→ **Assigned task**
Word for word, repeat the lines of the records from the one containing "Target: woman's outstretched hand" through the last line, both included.

Entries taken from a collection
--- START ---

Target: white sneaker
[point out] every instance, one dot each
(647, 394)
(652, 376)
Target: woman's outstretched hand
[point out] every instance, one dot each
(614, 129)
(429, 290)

--- END ---

→ **Solution**
Target: woman's outstretched hand
[point out] every instance, one dot each
(614, 129)
(429, 290)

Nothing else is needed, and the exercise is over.